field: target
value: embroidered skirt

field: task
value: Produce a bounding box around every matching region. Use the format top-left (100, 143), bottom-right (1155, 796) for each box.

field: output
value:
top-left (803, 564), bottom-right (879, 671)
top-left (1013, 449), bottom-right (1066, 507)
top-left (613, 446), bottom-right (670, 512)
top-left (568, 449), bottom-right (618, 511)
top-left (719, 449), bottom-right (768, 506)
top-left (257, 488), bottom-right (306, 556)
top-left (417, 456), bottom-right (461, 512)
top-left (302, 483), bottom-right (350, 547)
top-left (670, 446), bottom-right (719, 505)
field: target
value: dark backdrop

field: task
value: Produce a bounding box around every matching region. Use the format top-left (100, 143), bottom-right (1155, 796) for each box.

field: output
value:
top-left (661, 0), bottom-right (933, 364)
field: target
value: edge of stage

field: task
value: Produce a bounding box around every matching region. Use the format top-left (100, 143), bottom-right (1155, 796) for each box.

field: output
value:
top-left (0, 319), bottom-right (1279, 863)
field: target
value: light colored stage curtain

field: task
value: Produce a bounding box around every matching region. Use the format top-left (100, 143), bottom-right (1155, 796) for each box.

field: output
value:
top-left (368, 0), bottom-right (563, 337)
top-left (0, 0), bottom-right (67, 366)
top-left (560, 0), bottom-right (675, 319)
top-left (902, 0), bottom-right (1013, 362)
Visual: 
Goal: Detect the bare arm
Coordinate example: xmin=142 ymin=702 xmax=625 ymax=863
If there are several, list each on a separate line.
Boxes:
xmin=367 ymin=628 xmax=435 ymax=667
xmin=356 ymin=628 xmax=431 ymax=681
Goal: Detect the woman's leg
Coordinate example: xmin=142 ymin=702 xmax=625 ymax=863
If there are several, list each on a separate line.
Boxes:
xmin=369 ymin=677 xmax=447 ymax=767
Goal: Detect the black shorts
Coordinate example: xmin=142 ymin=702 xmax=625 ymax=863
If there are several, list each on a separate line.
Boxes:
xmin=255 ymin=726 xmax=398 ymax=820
.....
EXERCISE AIM:
Reproduce these lines verbatim, starting at the line that contains "Goal: Detect the black shorts" and ending at the last line above.

TASK SOLUTION:
Goal: Detect the black shorts
Coordinate example: xmin=142 ymin=702 xmax=625 ymax=863
If there are several, list each on a separate line.
Boxes:
xmin=255 ymin=726 xmax=398 ymax=820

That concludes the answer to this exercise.